• **PROVIDED DATA**:

▼

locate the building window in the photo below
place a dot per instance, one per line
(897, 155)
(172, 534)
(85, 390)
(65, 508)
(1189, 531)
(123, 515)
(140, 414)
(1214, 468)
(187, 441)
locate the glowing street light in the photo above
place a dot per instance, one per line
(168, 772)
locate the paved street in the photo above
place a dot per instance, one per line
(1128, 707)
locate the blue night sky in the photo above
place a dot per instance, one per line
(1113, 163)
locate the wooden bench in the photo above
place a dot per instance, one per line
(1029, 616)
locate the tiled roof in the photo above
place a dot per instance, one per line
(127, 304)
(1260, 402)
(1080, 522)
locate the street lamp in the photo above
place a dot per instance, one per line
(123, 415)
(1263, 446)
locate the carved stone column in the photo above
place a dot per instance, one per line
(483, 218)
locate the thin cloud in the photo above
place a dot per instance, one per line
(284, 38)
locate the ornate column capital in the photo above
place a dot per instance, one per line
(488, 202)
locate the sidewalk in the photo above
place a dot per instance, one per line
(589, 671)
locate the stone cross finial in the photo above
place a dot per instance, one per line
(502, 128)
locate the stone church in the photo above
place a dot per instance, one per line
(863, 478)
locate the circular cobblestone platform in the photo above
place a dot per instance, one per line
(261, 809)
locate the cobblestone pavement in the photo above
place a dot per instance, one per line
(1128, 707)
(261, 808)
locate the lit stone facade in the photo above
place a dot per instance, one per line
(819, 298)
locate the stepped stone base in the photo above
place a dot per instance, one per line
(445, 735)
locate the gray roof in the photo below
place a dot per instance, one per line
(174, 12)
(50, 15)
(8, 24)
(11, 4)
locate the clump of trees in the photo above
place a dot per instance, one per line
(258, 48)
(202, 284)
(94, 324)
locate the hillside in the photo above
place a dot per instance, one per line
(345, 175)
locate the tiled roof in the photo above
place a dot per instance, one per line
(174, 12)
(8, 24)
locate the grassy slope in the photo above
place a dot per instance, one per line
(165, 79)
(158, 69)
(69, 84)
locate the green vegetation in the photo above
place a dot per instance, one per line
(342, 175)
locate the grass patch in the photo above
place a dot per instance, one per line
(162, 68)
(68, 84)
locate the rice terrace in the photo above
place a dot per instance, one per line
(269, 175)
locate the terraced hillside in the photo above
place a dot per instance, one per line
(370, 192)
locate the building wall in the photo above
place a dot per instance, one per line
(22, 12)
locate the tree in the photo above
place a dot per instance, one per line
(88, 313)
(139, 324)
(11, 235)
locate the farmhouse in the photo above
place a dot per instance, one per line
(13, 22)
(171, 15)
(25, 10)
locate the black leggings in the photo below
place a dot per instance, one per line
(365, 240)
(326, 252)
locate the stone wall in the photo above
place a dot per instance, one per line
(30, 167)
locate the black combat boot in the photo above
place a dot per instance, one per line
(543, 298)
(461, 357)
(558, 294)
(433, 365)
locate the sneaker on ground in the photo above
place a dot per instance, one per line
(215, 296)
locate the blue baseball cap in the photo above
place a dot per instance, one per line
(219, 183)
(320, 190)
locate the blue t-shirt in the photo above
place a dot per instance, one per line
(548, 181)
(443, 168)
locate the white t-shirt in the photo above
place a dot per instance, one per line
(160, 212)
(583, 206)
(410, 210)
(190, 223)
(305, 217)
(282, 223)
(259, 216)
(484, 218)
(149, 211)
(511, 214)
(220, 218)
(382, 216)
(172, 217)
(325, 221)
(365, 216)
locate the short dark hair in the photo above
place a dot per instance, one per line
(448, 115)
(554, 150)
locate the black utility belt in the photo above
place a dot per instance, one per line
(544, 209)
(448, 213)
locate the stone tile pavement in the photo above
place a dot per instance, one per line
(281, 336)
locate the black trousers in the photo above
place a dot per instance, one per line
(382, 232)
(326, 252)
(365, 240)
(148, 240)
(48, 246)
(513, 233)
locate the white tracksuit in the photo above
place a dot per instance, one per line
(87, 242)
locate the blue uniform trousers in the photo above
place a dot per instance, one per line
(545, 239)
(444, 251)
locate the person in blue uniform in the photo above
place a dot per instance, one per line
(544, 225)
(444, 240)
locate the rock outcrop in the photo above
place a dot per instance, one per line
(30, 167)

▲

• **PROBLEM**:
Make an exact copy of all the data.

• **EXERCISE RESPONSE**:
locate the building window in the photo below
place a dot per instance, one per line
(897, 155)
(172, 534)
(85, 390)
(65, 508)
(1189, 531)
(123, 515)
(140, 414)
(1214, 468)
(187, 441)
locate the glowing street light in the photo above
place a dot per instance, one per line
(168, 772)
locate the paved street in the photo above
place a dot per instance, one per line
(1128, 707)
locate the blue night sky in the photo above
place a dot per instance, one per line
(1113, 163)
locate the wooden bench in the photo above
place a dot per instance, one per line
(1029, 616)
locate the tiled roof in the photo above
place a dot per instance, one per line
(127, 304)
(1260, 402)
(1080, 522)
locate the street lamp in the photo above
place a dot per instance, one per line
(123, 415)
(1263, 446)
locate the carved stone column in the photo above
place a dot per instance, one per line
(483, 218)
locate the thin cloud in the photo above
place a dot per instance, one per line
(284, 38)
locate the ornate column capital in the photo above
place a dot per instance, one per line
(488, 202)
locate the sidewalk in the photo above
place a dot per instance, one per line
(589, 671)
locate the stone cross finial in the photo above
place a dot per instance, one per line
(502, 128)
locate the stone church in the photo above
place a dot per instance, one per line
(863, 478)
locate the circular cobblestone platform in the photo above
place a dot per instance, one per line
(261, 809)
locate the cobblestone pavement in the photo above
place a dot per instance, one per line
(1128, 707)
(261, 808)
locate the lit stone facade in the photo above
place a dot per instance, one per line
(819, 298)
locate the stepped stone base in the photo above
place a dot per instance, one per line
(445, 735)
locate the gray roof in the photo below
place a dot per instance, one per line
(174, 12)
(50, 15)
(8, 24)
(11, 4)
locate the clump of trees in the photo above
place a dot per instance, one per line
(258, 48)
(202, 284)
(94, 324)
locate the hillside in the photo above
place a dot per instance, one per line
(345, 175)
locate the tiled roof in the photo above
place a dot per instance, one per line
(174, 12)
(8, 24)
locate the grassy slope in the photo above
place a dot per instance, one per line
(165, 79)
(158, 69)
(69, 84)
locate the green vegetation in the photo above
place a dot per instance, one per line
(342, 175)
locate the grass patch in the photo above
place a dot per instance, one per line
(162, 68)
(68, 84)
locate the rice terrace in the photo above
place a dot per instance, one per line
(269, 175)
locate the terraced hillside in the photo above
place a dot per instance, one per line
(370, 192)
locate the building wall in the photo above
place a dot per instance, one per line
(22, 12)
locate the tree in the photo above
place a dot per instance, one per line
(88, 313)
(139, 324)
(11, 235)
locate the farmhouse in the photo above
place a dot per instance, one per line
(13, 22)
(171, 15)
(25, 10)
locate the black leggings in the photo below
place a dot per instance, one per line
(365, 240)
(326, 252)
locate the stone wall in the photo above
place a dot per instance, one per line
(30, 167)
locate the black combat boot in the photo above
place a dot per instance, one per line
(543, 298)
(461, 357)
(558, 294)
(433, 365)
locate the sneaker on ground in the photo above
place a dot per instance, one per line
(215, 296)
locate the blue baseball cap in the photo above
place a dot per instance, one per line
(219, 183)
(320, 190)
locate the blue t-shirt in the photo above
place a dot per instance, one per line
(548, 181)
(443, 168)
locate the white t-shirt in the photo above
place a dot per instance, one per line
(160, 212)
(583, 206)
(410, 210)
(190, 223)
(305, 217)
(282, 223)
(259, 216)
(484, 218)
(149, 211)
(511, 214)
(220, 218)
(382, 216)
(172, 217)
(325, 221)
(365, 216)
locate the short dark hair in the photo above
place a dot per instance, one per line
(448, 115)
(554, 150)
locate the black utility belt in the photo above
place a dot per instance, one per line
(544, 209)
(448, 213)
locate the stone tile pavement in the photo above
place a dot per instance, one per line
(281, 336)
locate the black trousers in the photo above
place a dot per instance, one per line
(382, 232)
(326, 252)
(365, 240)
(148, 240)
(48, 246)
(513, 233)
locate the white tracksuit in the photo above
place a dot per instance, one per line
(87, 242)
locate the blue uniform trousers in the photo above
place a dot per instance, one per line
(545, 239)
(444, 251)
locate the person in blue uniform in the photo above
place a dot per instance, one per line
(544, 225)
(444, 240)
locate the rock outcrop in the photo above
place a dot per instance, one per line
(30, 167)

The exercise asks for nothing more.